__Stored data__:
#####

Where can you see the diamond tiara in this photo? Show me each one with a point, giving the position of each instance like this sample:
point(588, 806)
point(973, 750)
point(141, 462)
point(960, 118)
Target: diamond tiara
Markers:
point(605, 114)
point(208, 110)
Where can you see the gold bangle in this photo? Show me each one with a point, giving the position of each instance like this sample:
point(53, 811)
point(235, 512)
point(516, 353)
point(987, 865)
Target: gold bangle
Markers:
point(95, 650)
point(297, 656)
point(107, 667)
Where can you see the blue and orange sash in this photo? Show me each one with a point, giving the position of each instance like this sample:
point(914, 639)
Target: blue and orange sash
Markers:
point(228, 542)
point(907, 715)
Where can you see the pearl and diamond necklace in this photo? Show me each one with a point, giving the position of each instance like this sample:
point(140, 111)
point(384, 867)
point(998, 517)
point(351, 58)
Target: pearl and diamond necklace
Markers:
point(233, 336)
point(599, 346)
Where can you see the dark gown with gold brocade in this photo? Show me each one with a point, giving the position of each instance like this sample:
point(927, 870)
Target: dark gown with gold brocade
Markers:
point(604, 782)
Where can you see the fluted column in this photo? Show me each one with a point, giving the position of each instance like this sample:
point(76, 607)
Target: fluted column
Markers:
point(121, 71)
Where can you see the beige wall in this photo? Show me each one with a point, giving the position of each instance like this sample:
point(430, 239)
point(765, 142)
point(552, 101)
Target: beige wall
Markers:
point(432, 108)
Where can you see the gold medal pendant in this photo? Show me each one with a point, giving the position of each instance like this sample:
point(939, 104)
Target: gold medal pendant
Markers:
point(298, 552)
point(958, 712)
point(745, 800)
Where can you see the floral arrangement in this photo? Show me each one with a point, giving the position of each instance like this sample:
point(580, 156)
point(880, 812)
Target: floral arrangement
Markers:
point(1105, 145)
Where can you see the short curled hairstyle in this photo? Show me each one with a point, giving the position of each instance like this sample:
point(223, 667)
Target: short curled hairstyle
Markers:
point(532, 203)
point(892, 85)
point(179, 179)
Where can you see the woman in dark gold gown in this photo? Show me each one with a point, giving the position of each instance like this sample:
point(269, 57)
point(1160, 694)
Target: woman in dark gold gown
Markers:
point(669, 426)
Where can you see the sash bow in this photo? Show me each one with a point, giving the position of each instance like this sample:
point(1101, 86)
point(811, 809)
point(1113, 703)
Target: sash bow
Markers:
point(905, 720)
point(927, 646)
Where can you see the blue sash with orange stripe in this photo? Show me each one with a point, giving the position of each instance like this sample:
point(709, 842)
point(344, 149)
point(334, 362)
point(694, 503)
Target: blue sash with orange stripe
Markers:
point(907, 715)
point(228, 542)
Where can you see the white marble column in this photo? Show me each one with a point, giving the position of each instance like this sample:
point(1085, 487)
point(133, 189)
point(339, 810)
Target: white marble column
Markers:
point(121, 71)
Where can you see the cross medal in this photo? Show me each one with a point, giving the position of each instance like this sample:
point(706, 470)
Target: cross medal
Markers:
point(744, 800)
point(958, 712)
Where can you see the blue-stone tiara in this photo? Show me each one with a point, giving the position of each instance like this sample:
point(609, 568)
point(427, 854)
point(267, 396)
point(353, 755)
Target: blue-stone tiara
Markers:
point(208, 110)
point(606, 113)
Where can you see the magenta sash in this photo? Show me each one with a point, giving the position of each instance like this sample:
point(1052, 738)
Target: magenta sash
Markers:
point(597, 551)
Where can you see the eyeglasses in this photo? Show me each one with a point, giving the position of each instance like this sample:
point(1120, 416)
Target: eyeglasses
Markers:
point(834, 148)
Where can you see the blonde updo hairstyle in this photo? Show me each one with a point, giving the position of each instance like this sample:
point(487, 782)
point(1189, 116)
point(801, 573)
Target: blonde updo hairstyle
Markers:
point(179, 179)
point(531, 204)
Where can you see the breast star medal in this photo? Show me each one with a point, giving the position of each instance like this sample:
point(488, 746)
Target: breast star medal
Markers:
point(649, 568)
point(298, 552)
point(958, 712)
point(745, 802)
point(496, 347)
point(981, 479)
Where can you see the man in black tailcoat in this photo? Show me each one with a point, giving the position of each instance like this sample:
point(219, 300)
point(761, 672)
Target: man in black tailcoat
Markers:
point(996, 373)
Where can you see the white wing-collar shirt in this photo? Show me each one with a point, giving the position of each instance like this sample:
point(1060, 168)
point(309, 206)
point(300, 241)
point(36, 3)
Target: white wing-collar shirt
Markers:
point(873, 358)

#####

Turn every line of the records into a JSON list of strings, one string per line, with blank lines omitted.

__THE REPLY__:
[
  "Where can you see the diamond tiara in this photo? Show me each one with a point, giving the position of each instance like this sample:",
  "point(588, 806)",
  "point(973, 750)",
  "point(141, 462)",
  "point(960, 118)",
  "Target: diamond tiara",
  "Markers:",
  "point(605, 114)",
  "point(208, 110)",
  "Where can you see the gold bangle in this photo? Show me each one with a point, giving the position of each instance like this sample:",
  "point(53, 811)",
  "point(235, 512)",
  "point(516, 353)",
  "point(987, 865)",
  "Target: gold bangle",
  "Markers:",
  "point(95, 650)",
  "point(297, 656)",
  "point(107, 667)",
  "Where can you see the blue and orange sash in this photo? Show me each one with a point, giving the position of each instance like this sample:",
  "point(914, 639)",
  "Target: blue and orange sash",
  "Markers:",
  "point(228, 542)",
  "point(907, 715)",
  "Where can you see the pearl and diamond necklace in this photo? Show me each one with a point, giving the position of each instance like this sample:",
  "point(140, 111)",
  "point(384, 867)",
  "point(998, 517)",
  "point(351, 58)",
  "Target: pearl and diamond necklace",
  "Markers:",
  "point(233, 336)",
  "point(599, 346)",
  "Where can you see the dark gown with gold brocade in this photo? Show me each one with a point, giving the position of each instance like this sample:",
  "point(927, 870)",
  "Target: dark gown with gold brocade",
  "Markers:",
  "point(604, 782)",
  "Where can you see the fluted column in this photo? Show me each one with a point, giving the position of each instance like this sample:",
  "point(76, 607)",
  "Target: fluted column",
  "Markers:",
  "point(121, 71)",
  "Where can you see the beige wall in this photo? Show me each one with a point, giving the position of each instance like this sample:",
  "point(430, 239)",
  "point(765, 142)",
  "point(552, 101)",
  "Target: beige wall",
  "Markers:",
  "point(432, 108)",
  "Where can you see the gold medal pendant in this photo? Show me each one with a point, giving the position of each instance like this sample:",
  "point(939, 104)",
  "Target: gold medal pendant",
  "Markers:",
  "point(298, 552)",
  "point(958, 712)",
  "point(745, 800)",
  "Where can you see the floral arrangement in this photo? Show me each one with a point, giving the position of each instance like this sample:",
  "point(580, 156)",
  "point(880, 812)",
  "Target: floral arrangement",
  "Markers:",
  "point(1105, 145)",
  "Where can you see the short curled hairstyle in this photo? Show me each one with a point, giving the position of each instance like this sample:",
  "point(223, 667)",
  "Target: short curled hairstyle",
  "Markers:",
  "point(532, 203)",
  "point(892, 85)",
  "point(179, 179)",
  "Where can you see the woman in dark gold gown in this photo? Show me each one with a point, giving the position of each instance like this sample:",
  "point(269, 57)",
  "point(1160, 694)",
  "Target: woman in dark gold gown",
  "Markers:",
  "point(669, 426)",
  "Where can you see the sash bow in this photo? Show me each one with a point, giving the position of each instance like this sample:",
  "point(1101, 86)",
  "point(811, 809)",
  "point(1113, 703)",
  "Target: sash bow",
  "Markers:",
  "point(905, 720)",
  "point(927, 646)",
  "Where can you see the blue sash with orange stripe in this photo? Show me each one with a point, giving the position of each instance like this sample:",
  "point(709, 842)",
  "point(344, 149)",
  "point(334, 362)",
  "point(694, 503)",
  "Target: blue sash with orange stripe",
  "Markers:",
  "point(907, 715)",
  "point(228, 542)",
  "Where can you see the white marble column in this photo? Show me each one with a point, giving the position of each instance like this sample:",
  "point(1085, 487)",
  "point(133, 189)",
  "point(339, 810)",
  "Target: white marble column",
  "Markers:",
  "point(121, 71)",
  "Where can you see the cross medal in this photo? Show me each one with a point, giving the position of each instance like this sample:",
  "point(706, 470)",
  "Target: cross medal",
  "Markers:",
  "point(744, 800)",
  "point(958, 712)",
  "Where can you see the blue-stone tiara in this photo? Show me each one with a point, giving the position of each instance like this sample:",
  "point(609, 568)",
  "point(427, 854)",
  "point(267, 396)",
  "point(353, 755)",
  "Target: blue-stone tiara",
  "Markers:",
  "point(208, 110)",
  "point(606, 113)",
  "Where can you see the magenta sash in this photo? Show me each one with a point, giving the position of each instance like this sample:",
  "point(1052, 738)",
  "Target: magenta sash",
  "Markers:",
  "point(597, 551)",
  "Where can you see the eyeglasses in this photo? Show me each one with a point, giving the position of each instance like this sample:",
  "point(1120, 416)",
  "Target: eyeglasses",
  "Markers:",
  "point(834, 148)",
  "Where can you see the blonde updo hairstyle in this photo? Show me each one with a point, giving the position of each instance like this sample:",
  "point(487, 782)",
  "point(1189, 116)",
  "point(801, 573)",
  "Target: blonde updo hairstyle",
  "Markers:",
  "point(179, 179)",
  "point(531, 204)",
  "Where can you see the breast star medal in this photo? Show me each one with a point, giving the position of each instance like this sample:",
  "point(488, 746)",
  "Target: breast star medal",
  "Markers:",
  "point(649, 568)",
  "point(298, 552)",
  "point(958, 712)",
  "point(745, 802)",
  "point(496, 347)",
  "point(981, 479)",
  "Where can you see the man in black tailcoat in this photo? Show me each one with a point, giving the position of each instance like this sample:",
  "point(219, 300)",
  "point(761, 672)",
  "Target: man in black tailcoat",
  "Markers:",
  "point(996, 373)",
  "Where can you see the white wing-collar shirt in this photo? Show me each one with a point, giving the position of each instance like this sample:",
  "point(1060, 168)",
  "point(309, 206)",
  "point(300, 241)",
  "point(36, 3)",
  "Target: white wing-collar shirt",
  "Markers:",
  "point(873, 358)"
]